▶ Предложенный отрывок
════════════════════
Posted 7 февраля 2023,, 01:14

Published 7 февраля 2023,, 01:14

Modified 7 февраля 2023,, 01:24

Updated 7 февраля 2023,, 01:24

«Гроза» в Хабаровском театре драмы: От трепета, посадских платков до электричества

7 февраля 2023, 01:14
С 2016 года в Хабаровском ТЮЗе работает Курс театрального блогера под руководством театроведа Анны Шавгаровой. Некоторые из его участников делятся своими впечатлениями о последней премьере Хабаровского краевого театра драмы «Гроза» по пьесе А. Н. Островского.

Режиссёр-постановщик: Егор Равинский. Художник-постановщик: Алексей Вотяков. Балетмейстер: Юлия Новикова. Композитор: Василий Казанцев. Спектакль поставлен при поддержке Союза театральных деятелей Российской Федерации и Министерства культуры Российской Федерации.
════════════════════
▶ Задания
a: Ответьте на вопросы по отрывку о «Грозе»:
(i) С какого года в Хабаровском ТЮЗе работает Курс театрального блогера?
(ii) По пьесе какого автора поставлена «Гроза»?
(iii) Кто композитор спектакля?
b: Перепишите слово в слово ту часть отрывка о «Грозе», которая открывается словами «Режиссёр-постановщик: Егор Равинский.» и завершается словами «культуры Российской Федерации.».
Строки, которые идут дальше, — самостоятельный материал, с отрывком о «Грозе» не связанный.

▶ Исходные материалы
════════════════════
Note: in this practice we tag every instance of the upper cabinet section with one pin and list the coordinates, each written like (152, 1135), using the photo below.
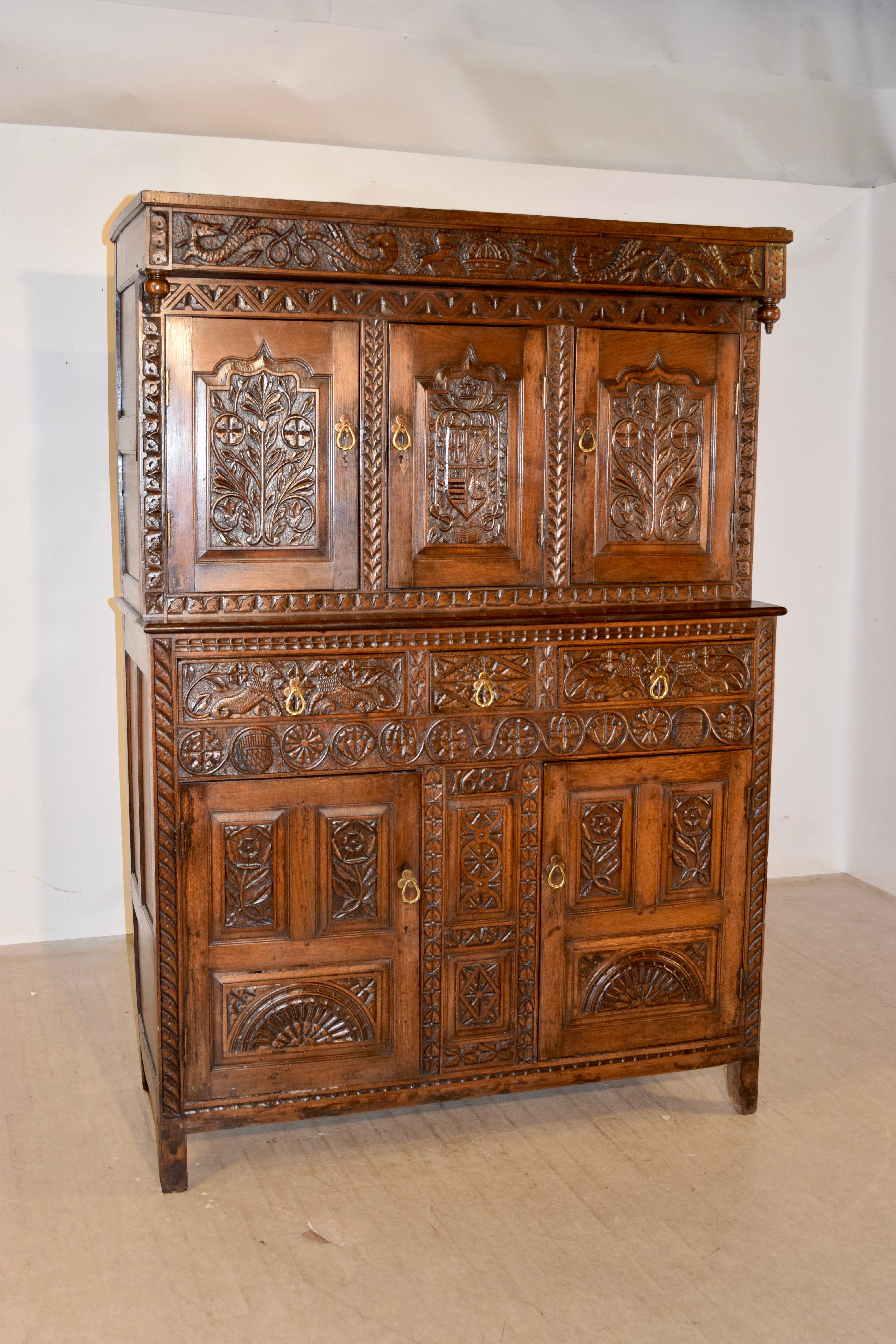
(339, 408)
════════════════════
▶ Ответы к заданиям
a:
(i) С 2016 года.
(ii) По пьесе А. Н. Островского.
(iii) Василий Казанцев.

b:
Режиссёр-постановщик: Егор Равинский. Художник-постановщик: Алексей Вотяков. Балетмейстер: Юлия Новикова. Композитор: Василий Казанцев. Спектакль поставлен при поддержке Союза театральных деятелей Российской Федерации и Министерства культуры Российской Федерации.